** BEGIN **

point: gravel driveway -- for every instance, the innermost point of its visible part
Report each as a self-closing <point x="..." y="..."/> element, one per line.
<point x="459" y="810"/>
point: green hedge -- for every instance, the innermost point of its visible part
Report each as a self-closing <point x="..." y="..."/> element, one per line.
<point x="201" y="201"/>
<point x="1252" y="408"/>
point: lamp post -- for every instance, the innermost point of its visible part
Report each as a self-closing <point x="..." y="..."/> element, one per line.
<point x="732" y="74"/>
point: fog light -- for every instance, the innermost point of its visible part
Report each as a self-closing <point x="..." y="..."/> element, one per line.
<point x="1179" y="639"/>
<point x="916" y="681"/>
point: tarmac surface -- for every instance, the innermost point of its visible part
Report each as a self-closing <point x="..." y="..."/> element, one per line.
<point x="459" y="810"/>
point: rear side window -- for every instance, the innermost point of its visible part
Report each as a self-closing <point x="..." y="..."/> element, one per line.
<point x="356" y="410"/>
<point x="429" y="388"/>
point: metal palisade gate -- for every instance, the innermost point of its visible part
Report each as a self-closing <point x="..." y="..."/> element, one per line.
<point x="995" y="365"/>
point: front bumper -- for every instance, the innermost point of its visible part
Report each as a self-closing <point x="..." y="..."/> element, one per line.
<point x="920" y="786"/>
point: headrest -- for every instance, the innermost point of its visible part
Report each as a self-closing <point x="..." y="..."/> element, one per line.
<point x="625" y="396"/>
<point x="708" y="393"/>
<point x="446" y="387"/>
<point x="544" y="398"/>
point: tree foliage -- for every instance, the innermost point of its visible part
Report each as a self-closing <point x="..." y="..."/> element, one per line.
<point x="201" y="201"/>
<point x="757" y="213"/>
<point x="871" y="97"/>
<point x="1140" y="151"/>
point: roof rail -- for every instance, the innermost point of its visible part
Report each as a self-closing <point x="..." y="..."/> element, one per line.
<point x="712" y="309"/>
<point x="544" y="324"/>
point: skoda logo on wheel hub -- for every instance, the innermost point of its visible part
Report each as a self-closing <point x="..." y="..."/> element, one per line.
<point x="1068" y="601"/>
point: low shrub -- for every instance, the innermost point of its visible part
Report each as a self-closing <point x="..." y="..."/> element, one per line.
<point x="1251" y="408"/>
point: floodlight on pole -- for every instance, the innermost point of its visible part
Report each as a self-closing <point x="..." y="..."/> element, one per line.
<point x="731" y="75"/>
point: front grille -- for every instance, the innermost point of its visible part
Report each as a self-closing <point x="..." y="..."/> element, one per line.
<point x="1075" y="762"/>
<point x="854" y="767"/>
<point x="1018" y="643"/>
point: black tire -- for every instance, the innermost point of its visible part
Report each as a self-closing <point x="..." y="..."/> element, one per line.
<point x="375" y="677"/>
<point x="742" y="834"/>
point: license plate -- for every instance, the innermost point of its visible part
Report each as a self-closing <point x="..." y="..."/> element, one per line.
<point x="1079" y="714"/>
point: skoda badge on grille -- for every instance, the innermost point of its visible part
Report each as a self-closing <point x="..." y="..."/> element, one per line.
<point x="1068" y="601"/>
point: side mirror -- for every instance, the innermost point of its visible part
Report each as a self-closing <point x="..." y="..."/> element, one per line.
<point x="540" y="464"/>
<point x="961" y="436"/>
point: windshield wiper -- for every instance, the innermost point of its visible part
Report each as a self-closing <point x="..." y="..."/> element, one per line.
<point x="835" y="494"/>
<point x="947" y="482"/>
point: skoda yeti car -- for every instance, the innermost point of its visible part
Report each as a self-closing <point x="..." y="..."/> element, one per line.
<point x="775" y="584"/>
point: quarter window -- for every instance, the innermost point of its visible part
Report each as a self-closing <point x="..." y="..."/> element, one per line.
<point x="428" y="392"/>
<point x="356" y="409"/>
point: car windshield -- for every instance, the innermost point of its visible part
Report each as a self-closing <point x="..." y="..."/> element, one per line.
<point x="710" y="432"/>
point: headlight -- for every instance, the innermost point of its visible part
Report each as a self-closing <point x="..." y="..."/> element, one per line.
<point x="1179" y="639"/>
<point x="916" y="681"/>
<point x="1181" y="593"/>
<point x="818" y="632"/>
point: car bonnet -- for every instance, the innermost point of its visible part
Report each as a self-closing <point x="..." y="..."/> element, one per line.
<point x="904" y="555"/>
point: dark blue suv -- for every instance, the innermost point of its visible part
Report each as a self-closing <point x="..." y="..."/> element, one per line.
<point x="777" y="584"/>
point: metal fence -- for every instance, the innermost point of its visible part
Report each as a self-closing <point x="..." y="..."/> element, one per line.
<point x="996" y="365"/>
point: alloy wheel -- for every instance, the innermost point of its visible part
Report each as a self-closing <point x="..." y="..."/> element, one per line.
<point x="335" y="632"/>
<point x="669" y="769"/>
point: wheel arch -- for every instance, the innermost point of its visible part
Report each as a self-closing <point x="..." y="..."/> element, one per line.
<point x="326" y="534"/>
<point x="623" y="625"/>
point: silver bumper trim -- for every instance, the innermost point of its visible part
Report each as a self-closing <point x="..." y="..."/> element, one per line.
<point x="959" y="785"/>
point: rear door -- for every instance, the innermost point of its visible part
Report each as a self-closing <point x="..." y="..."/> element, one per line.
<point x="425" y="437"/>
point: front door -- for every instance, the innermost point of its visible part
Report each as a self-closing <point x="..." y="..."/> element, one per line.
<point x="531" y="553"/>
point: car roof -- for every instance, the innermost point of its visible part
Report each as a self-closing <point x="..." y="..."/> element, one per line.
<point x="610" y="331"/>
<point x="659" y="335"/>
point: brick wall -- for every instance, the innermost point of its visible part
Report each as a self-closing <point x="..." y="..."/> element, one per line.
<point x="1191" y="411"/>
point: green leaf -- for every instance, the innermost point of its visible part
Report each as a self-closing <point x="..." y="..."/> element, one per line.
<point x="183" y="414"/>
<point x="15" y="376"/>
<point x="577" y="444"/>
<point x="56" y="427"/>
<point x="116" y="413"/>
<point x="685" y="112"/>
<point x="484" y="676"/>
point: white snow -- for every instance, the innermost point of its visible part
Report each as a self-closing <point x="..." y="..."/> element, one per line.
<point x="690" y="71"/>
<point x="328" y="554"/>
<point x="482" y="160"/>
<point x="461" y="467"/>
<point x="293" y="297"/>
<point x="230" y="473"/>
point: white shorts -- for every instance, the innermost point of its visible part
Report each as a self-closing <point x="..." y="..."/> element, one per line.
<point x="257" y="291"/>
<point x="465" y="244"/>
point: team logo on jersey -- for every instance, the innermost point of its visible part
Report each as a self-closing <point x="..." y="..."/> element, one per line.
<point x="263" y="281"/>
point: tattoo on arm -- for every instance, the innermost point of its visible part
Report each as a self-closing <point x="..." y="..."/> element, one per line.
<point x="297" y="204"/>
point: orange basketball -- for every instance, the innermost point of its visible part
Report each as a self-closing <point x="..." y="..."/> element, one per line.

** END **

Convert every line of the entries above into a Markdown table with two columns, No. and Entry Line. Number the rows in order and leave out blank lines.

- [ANSWER BELOW]
| No. | Entry Line |
|---|---|
| 1 | point: gravel driveway -- for every instance, the innermost point of its visible part |
| 2 | Report each as a self-closing <point x="..." y="..."/> element, one per line. |
| 3 | <point x="459" y="810"/> |
| 4 | point: green hedge -- for every instance, the innermost point of its visible part |
| 5 | Report each as a self-closing <point x="..." y="..."/> element, one per line. |
| 6 | <point x="201" y="201"/> |
| 7 | <point x="1252" y="408"/> |
| 8 | point: lamp post -- for every instance, the innermost point of its visible part |
| 9 | Report each as a self-closing <point x="..." y="..."/> element, one per line. |
| 10 | <point x="732" y="74"/> |
| 11 | point: fog light -- for every instance, the innermost point of its visible part |
| 12 | Report each as a self-closing <point x="..." y="..."/> element, one per line. |
| 13 | <point x="1179" y="639"/> |
| 14 | <point x="916" y="681"/> |
| 15 | point: tarmac surface -- for every instance, the innermost point of its visible part |
| 16 | Report each as a self-closing <point x="..." y="..."/> element, one per line. |
| 17 | <point x="459" y="810"/> |
| 18 | point: rear side window -- for every instance, the innermost point of its visible part |
| 19 | Report each as a self-closing <point x="..." y="..."/> element, one per line. |
| 20 | <point x="356" y="410"/> |
| 21 | <point x="429" y="388"/> |
| 22 | point: metal palisade gate -- for every instance, the innermost point of its visible part |
| 23 | Report each as a self-closing <point x="..." y="..."/> element, one per line. |
| 24 | <point x="995" y="365"/> |
| 25 | point: front bumper -- for every instance, the innermost point of its visible part |
| 26 | Report each as a self-closing <point x="..." y="..."/> element, one per line. |
| 27 | <point x="920" y="786"/> |
| 28 | point: headrest -- for every instance, the innermost point of its visible part |
| 29 | Report each as a self-closing <point x="..." y="..."/> element, one per line. |
| 30 | <point x="625" y="396"/> |
| 31 | <point x="708" y="393"/> |
| 32 | <point x="446" y="387"/> |
| 33 | <point x="544" y="398"/> |
| 34 | point: tree foliage -- for every instance, the innermost point of its visible part |
| 35 | Report each as a self-closing <point x="..." y="..."/> element, one per line. |
| 36 | <point x="201" y="201"/> |
| 37 | <point x="757" y="213"/> |
| 38 | <point x="871" y="97"/> |
| 39 | <point x="1140" y="151"/> |
| 40 | point: roof rail -- for every instance, the innermost point of its visible part |
| 41 | Report each as a self-closing <point x="..." y="..."/> element, one per line. |
| 42 | <point x="712" y="309"/> |
| 43 | <point x="544" y="324"/> |
| 44 | point: skoda logo on wheel hub -- for every instance, the innermost point of its visible part |
| 45 | Report each as a self-closing <point x="..." y="..."/> element, one per line. |
| 46 | <point x="1068" y="601"/> |
| 47 | point: low shrub -- for every instance, the innermost point of its visible part |
| 48 | Report each as a self-closing <point x="..." y="..."/> element, one per line. |
| 49 | <point x="1251" y="408"/> |
| 50 | point: floodlight on pole -- for every instance, the innermost point of its visible part |
| 51 | Report each as a self-closing <point x="..." y="..."/> element, one per line. |
| 52 | <point x="731" y="75"/> |
| 53 | point: front grille -- for every instance, the innermost point of its visible part |
| 54 | Report each as a self-closing <point x="..." y="..."/> element, one per line. |
| 55 | <point x="1075" y="762"/> |
| 56 | <point x="854" y="767"/> |
| 57 | <point x="1018" y="643"/> |
| 58 | point: black tire -- for every instance, the innermost point of its visible part |
| 59 | Report each as a self-closing <point x="..." y="..."/> element, one per line. |
| 60 | <point x="375" y="677"/> |
| 61 | <point x="742" y="834"/> |
| 62 | point: license plate -- for every instance, the innermost point of its visible part |
| 63 | Report each as a self-closing <point x="..." y="..."/> element, one per line. |
| 64 | <point x="1079" y="714"/> |
| 65 | point: skoda badge on grille -- for every instance, the innermost point of its visible part |
| 66 | Report each as a self-closing <point x="..." y="..."/> element, one per line. |
| 67 | <point x="1068" y="601"/> |
| 68 | point: side mirror -- for every instance, the innermost point of its visible part |
| 69 | Report each as a self-closing <point x="..." y="..."/> element, one per line. |
| 70 | <point x="540" y="464"/> |
| 71 | <point x="961" y="436"/> |
| 72 | point: windshield wiper -- for every instance, the innermost point of its visible part |
| 73 | Report each as a self-closing <point x="..." y="..."/> element, one per line. |
| 74 | <point x="835" y="494"/> |
| 75 | <point x="947" y="482"/> |
| 76 | point: skoda yeti car -- for every instance, the innermost point of its visible part |
| 77 | Report each as a self-closing <point x="..." y="..."/> element, one per line. |
| 78 | <point x="775" y="584"/> |
| 79 | point: quarter window -- for every instance, the innermost point of its visible part |
| 80 | Report each as a self-closing <point x="..." y="..."/> element, one per line. |
| 81 | <point x="428" y="392"/> |
| 82 | <point x="356" y="409"/> |
| 83 | point: car windshield -- for every instance, the innermost point of its visible part |
| 84 | Report each as a self-closing <point x="..." y="..."/> element, one per line. |
| 85 | <point x="710" y="432"/> |
| 86 | point: headlight -- for every instance, the innermost point of its visible part |
| 87 | Report each as a self-closing <point x="..." y="..."/> element, one per line. |
| 88 | <point x="1179" y="639"/> |
| 89 | <point x="916" y="681"/> |
| 90 | <point x="1181" y="593"/> |
| 91 | <point x="818" y="632"/> |
| 92 | point: car bonnet -- for every instance, the innermost point of its visible part |
| 93 | Report each as a self-closing <point x="..." y="..."/> element, one per line. |
| 94 | <point x="904" y="555"/> |
| 95 | point: dark blue suv -- for every instance, the innermost point of its visible part |
| 96 | Report each as a self-closing <point x="..." y="..."/> element, one per line. |
| 97 | <point x="777" y="584"/> |
| 98 | point: metal fence -- for every instance, the innermost point of its visible part |
| 99 | Report each as a self-closing <point x="..." y="..."/> element, one per line. |
| 100 | <point x="996" y="365"/> |
| 101 | point: alloy wheel -- for every instance, the innermost point of its visible part |
| 102 | Report each as a self-closing <point x="..." y="..."/> element, one per line. |
| 103 | <point x="335" y="632"/> |
| 104 | <point x="669" y="769"/> |
| 105 | point: wheel arch -- for every instance, the innermost point of its visible part |
| 106 | Report each as a self-closing <point x="..." y="..."/> element, one per line. |
| 107 | <point x="326" y="534"/> |
| 108 | <point x="623" y="625"/> |
| 109 | point: silver bumper trim -- for every instance, the innermost point of its visible part |
| 110 | Report each as a self-closing <point x="..." y="..."/> element, one per line. |
| 111 | <point x="959" y="785"/> |
| 112 | point: rear door -- for every instance, the innermost point of its visible part |
| 113 | Report each as a self-closing <point x="..." y="..."/> element, one per line. |
| 114 | <point x="425" y="437"/> |
| 115 | point: front door -- for every instance, the innermost point of its visible part |
| 116 | Report each as a self-closing <point x="..." y="..."/> element, one per line. |
| 117 | <point x="531" y="553"/> |
| 118 | point: car roof -- for every instance, the innermost point of its visible part |
| 119 | Report each as a self-closing <point x="..." y="..."/> element, one per line. |
| 120 | <point x="610" y="331"/> |
| 121 | <point x="659" y="335"/> |
| 122 | point: brick wall -- for every instance, the innermost point of its visible part |
| 123 | Report each as a self-closing <point x="..." y="..."/> element, one per line. |
| 124 | <point x="1191" y="411"/> |
| 125 | point: green leaf -- for every instance, the innermost point of its visible part |
| 126 | Report each as a self-closing <point x="..." y="..."/> element, one per line. |
| 127 | <point x="183" y="414"/> |
| 128 | <point x="15" y="376"/> |
| 129 | <point x="577" y="444"/> |
| 130 | <point x="56" y="427"/> |
| 131 | <point x="116" y="413"/> |
| 132 | <point x="685" y="112"/> |
| 133 | <point x="484" y="676"/> |
| 134 | point: white snow -- for every instance, the innermost point of its visible part |
| 135 | Report each as a self-closing <point x="..." y="..."/> element, one per line. |
| 136 | <point x="690" y="71"/> |
| 137 | <point x="328" y="554"/> |
| 138 | <point x="482" y="160"/> |
| 139 | <point x="461" y="467"/> |
| 140 | <point x="293" y="297"/> |
| 141 | <point x="230" y="473"/> |
| 142 | point: white shorts -- for every instance, the innermost point of its visible part |
| 143 | Report each as a self-closing <point x="..." y="..."/> element, one per line. |
| 144 | <point x="257" y="291"/> |
| 145 | <point x="465" y="244"/> |
| 146 | point: team logo on jersey -- for every instance, the innermost point of its visible part |
| 147 | Report each as a self-closing <point x="..." y="..."/> element, one per line. |
| 148 | <point x="263" y="281"/> |
| 149 | point: tattoo on arm -- for every instance, the innermost point of its visible part |
| 150 | Report each as a self-closing <point x="..." y="..."/> element, one per line. |
| 151 | <point x="297" y="204"/> |
| 152 | point: orange basketball -- for every instance, the innermost point of its visible part |
| 153 | Report each as a self-closing <point x="..." y="..."/> element, one per line. |